• **Task instructions**: Repeat the stretch of entries below from the line with "Target: framed photograph" through the line with "of the pile". Include both ends and add nothing.

• **Data provided**:
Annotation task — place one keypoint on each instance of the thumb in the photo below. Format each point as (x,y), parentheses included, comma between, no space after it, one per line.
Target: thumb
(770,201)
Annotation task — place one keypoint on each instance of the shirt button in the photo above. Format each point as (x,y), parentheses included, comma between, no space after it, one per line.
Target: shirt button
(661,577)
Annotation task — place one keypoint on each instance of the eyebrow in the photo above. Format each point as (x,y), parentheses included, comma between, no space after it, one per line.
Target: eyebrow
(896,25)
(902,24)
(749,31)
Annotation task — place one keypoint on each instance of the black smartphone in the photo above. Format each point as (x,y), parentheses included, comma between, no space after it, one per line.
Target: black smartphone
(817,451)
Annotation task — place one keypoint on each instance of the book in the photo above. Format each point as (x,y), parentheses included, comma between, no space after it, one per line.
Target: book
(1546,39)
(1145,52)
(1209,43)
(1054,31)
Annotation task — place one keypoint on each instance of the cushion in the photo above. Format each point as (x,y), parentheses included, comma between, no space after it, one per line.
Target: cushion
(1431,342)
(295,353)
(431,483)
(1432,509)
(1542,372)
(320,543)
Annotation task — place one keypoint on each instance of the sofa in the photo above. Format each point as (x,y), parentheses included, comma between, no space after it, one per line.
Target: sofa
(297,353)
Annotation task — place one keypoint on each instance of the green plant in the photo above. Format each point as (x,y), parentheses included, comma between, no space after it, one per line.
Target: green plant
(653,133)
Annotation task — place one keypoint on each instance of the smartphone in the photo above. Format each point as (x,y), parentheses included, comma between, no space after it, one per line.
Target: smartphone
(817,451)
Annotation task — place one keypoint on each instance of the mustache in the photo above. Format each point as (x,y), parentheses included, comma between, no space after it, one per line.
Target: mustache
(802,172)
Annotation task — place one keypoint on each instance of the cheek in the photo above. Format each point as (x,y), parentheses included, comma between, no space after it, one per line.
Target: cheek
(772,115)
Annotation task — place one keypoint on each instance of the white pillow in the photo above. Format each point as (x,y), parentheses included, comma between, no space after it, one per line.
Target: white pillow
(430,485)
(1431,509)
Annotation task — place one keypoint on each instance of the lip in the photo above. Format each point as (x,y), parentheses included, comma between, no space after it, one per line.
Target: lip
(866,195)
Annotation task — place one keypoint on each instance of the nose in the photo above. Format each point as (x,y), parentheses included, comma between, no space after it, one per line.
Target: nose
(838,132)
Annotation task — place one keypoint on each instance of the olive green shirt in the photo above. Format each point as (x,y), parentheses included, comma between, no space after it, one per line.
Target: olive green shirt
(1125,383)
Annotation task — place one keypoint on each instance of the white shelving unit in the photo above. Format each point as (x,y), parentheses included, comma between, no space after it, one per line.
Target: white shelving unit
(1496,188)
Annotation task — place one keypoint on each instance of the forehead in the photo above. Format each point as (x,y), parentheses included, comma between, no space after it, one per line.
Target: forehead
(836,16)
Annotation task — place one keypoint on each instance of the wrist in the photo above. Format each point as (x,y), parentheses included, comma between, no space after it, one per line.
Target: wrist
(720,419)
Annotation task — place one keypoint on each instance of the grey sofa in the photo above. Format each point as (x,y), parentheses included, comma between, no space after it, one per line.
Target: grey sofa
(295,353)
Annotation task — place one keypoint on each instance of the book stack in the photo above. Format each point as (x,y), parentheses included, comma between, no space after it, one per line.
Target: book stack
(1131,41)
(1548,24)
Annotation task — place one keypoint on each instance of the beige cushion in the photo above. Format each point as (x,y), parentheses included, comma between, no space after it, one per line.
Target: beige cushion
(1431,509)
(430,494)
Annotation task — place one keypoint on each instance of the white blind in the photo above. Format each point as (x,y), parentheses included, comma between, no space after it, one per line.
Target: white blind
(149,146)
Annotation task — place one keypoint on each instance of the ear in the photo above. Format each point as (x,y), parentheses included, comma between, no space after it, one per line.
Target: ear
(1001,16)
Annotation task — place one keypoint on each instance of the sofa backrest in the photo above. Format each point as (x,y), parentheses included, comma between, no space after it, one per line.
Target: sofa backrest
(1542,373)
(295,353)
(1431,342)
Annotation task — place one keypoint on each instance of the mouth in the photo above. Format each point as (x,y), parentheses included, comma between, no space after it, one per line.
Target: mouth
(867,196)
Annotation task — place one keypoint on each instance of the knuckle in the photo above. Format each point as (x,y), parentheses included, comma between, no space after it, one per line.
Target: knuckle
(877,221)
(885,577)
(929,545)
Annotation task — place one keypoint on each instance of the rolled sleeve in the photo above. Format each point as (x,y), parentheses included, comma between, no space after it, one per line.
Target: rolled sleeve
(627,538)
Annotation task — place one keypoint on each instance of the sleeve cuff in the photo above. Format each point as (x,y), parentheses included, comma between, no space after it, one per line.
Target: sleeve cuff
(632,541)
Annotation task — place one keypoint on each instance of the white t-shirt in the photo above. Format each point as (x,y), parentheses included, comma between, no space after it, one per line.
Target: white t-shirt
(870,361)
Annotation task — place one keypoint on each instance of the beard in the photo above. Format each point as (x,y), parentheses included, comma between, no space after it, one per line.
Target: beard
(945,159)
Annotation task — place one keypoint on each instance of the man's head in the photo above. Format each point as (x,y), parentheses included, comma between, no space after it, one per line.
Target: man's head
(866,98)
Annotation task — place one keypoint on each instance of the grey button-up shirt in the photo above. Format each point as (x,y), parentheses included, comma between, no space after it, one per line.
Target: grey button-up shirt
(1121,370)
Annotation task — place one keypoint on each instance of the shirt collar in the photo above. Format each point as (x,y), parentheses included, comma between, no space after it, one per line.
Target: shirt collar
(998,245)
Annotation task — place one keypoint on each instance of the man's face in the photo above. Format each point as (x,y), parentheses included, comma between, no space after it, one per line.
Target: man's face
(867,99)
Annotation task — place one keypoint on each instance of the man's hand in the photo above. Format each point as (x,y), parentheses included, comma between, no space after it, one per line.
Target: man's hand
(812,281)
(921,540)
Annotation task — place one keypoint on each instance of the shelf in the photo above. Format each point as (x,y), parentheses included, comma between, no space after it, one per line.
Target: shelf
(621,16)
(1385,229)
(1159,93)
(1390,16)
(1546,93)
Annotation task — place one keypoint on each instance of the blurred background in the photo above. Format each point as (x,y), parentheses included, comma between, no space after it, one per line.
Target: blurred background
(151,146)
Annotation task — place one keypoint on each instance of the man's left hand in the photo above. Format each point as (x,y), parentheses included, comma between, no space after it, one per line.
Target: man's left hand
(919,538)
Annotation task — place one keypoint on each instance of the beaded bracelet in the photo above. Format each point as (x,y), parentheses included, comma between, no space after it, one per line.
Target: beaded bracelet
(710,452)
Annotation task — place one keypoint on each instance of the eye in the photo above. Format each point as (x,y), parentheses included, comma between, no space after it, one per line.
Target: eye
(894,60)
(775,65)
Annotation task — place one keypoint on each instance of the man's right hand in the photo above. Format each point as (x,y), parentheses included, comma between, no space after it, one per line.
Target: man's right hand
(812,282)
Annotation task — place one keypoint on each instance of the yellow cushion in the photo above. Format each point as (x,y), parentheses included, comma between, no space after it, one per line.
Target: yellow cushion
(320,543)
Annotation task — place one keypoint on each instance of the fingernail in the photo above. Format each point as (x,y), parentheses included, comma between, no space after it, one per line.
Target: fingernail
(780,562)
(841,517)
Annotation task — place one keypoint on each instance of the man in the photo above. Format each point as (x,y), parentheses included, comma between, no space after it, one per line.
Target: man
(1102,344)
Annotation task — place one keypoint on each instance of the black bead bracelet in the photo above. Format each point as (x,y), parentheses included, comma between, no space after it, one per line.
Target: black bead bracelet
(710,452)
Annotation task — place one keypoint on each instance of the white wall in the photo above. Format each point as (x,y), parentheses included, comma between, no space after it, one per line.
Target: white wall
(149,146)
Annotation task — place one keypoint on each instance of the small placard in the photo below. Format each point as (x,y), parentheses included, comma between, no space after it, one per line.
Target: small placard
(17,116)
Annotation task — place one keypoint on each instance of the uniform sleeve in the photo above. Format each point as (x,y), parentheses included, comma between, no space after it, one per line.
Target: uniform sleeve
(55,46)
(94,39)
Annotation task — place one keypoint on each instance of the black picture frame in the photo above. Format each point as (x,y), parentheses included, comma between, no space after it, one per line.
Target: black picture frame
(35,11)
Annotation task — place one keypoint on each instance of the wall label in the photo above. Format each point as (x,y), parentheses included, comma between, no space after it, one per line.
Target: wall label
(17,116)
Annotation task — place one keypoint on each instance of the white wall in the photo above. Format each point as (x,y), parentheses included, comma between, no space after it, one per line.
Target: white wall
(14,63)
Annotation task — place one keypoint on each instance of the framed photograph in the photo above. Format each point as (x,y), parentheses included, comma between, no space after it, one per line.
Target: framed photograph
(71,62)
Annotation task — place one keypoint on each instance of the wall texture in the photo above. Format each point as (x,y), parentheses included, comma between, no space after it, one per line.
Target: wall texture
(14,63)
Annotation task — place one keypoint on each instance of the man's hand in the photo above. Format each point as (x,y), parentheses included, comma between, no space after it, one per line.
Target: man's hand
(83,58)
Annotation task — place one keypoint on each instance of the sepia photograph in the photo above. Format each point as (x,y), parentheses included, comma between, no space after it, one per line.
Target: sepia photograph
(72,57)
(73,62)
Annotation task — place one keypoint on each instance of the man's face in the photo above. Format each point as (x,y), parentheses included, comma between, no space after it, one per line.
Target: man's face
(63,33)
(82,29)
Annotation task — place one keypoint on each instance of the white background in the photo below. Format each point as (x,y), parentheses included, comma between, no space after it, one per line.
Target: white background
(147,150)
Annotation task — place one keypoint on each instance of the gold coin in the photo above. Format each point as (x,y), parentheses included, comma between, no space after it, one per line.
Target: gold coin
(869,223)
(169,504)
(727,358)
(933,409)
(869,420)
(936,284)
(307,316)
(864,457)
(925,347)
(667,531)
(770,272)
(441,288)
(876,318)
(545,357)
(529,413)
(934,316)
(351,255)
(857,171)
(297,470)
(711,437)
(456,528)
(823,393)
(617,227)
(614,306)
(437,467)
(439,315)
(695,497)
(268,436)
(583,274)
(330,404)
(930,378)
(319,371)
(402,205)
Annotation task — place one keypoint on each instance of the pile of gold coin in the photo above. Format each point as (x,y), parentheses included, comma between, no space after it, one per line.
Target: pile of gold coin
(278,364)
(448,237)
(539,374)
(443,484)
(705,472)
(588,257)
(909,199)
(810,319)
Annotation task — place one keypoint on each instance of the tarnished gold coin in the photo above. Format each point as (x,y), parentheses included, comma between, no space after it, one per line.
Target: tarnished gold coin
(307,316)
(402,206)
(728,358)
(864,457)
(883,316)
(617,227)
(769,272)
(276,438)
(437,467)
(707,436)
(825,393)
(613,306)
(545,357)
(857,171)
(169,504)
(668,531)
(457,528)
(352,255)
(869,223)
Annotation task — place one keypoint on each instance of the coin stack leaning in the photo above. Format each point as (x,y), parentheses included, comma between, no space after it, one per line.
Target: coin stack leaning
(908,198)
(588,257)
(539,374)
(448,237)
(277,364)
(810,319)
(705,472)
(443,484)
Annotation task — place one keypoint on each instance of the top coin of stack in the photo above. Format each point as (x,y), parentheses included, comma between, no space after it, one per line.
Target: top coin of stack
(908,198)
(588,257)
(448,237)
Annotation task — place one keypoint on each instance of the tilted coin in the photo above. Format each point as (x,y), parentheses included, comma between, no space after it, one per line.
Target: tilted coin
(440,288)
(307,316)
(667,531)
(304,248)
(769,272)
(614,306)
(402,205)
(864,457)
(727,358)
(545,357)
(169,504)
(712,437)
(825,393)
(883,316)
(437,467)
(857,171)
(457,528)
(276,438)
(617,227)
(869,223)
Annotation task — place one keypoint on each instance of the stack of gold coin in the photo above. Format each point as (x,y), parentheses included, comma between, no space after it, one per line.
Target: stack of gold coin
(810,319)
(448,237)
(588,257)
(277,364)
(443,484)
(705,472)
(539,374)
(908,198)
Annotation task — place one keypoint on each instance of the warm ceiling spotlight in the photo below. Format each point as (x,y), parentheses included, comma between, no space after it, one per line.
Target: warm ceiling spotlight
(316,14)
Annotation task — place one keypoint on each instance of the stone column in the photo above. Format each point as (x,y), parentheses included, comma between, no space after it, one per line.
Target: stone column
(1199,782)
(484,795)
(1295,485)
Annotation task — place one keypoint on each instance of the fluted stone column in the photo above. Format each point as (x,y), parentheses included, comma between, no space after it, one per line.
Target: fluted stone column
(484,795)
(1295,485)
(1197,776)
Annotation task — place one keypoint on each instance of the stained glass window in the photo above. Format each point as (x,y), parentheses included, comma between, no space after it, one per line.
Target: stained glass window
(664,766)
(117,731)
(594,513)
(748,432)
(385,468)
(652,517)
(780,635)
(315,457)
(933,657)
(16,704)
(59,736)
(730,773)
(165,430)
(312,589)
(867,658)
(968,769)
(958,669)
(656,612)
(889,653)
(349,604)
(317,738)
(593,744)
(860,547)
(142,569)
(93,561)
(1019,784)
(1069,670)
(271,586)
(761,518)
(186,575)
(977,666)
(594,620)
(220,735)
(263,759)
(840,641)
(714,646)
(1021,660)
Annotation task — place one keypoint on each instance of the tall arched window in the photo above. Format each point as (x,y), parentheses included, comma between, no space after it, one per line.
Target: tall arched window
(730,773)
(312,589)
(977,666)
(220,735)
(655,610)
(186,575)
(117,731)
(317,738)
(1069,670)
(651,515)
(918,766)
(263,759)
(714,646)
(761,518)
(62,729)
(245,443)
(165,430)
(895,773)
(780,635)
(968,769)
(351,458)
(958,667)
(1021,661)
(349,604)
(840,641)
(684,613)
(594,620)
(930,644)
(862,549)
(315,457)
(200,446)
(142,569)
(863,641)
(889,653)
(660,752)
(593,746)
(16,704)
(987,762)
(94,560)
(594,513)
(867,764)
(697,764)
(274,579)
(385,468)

• **Written response**:
Target: framed photograph
(71,62)
Annotation task — place one keypoint on each instance of the wall texture in the photo above. Format each point as (x,y), parentheses included, comma between, no space after it, one per line.
Target: wall texture
(14,63)
Annotation task — place one keypoint on each instance of the man's hand in the photo above. Format each point as (x,y), parentheses included, comma between, no space after it, one per line.
Target: man's hand
(83,58)
Annotation task — place one keypoint on each instance of the sepia photograph in the photo above. Format each point as (x,y), parentheses included, comma between, no space after it, one per line.
Target: sepia photograph
(72,57)
(73,62)
Annotation task — place one keypoint on each instance of the man's face in the photo above. Format each point as (x,y), parentheses included, comma between, no space after it, one per line.
Target: man's face
(63,33)
(82,29)
Annotation task — place one keypoint on each instance of the white background in the photo below. Format each point as (x,y), parentheses included, comma between, no space after it, one per line.
Target: white background
(147,150)
Annotation task — place one keypoint on each instance of the gold coin in the photo above. Format each point as (x,y), parentheses included, comma between, no space after it, one per line.
Target: gold coin
(869,223)
(169,504)
(727,358)
(933,409)
(869,420)
(936,284)
(307,316)
(864,457)
(925,347)
(667,531)
(770,272)
(441,288)
(876,318)
(545,357)
(529,413)
(934,316)
(351,255)
(857,171)
(297,470)
(711,437)
(456,528)
(823,393)
(617,227)
(614,306)
(437,467)
(439,315)
(695,497)
(268,436)
(583,274)
(330,404)
(930,378)
(319,371)
(402,205)
Annotation task — place one keypoint on each instance of the pile of gold coin in the photo above. Format each point as (x,y), parentheses included, comma between, no space after it, one per line.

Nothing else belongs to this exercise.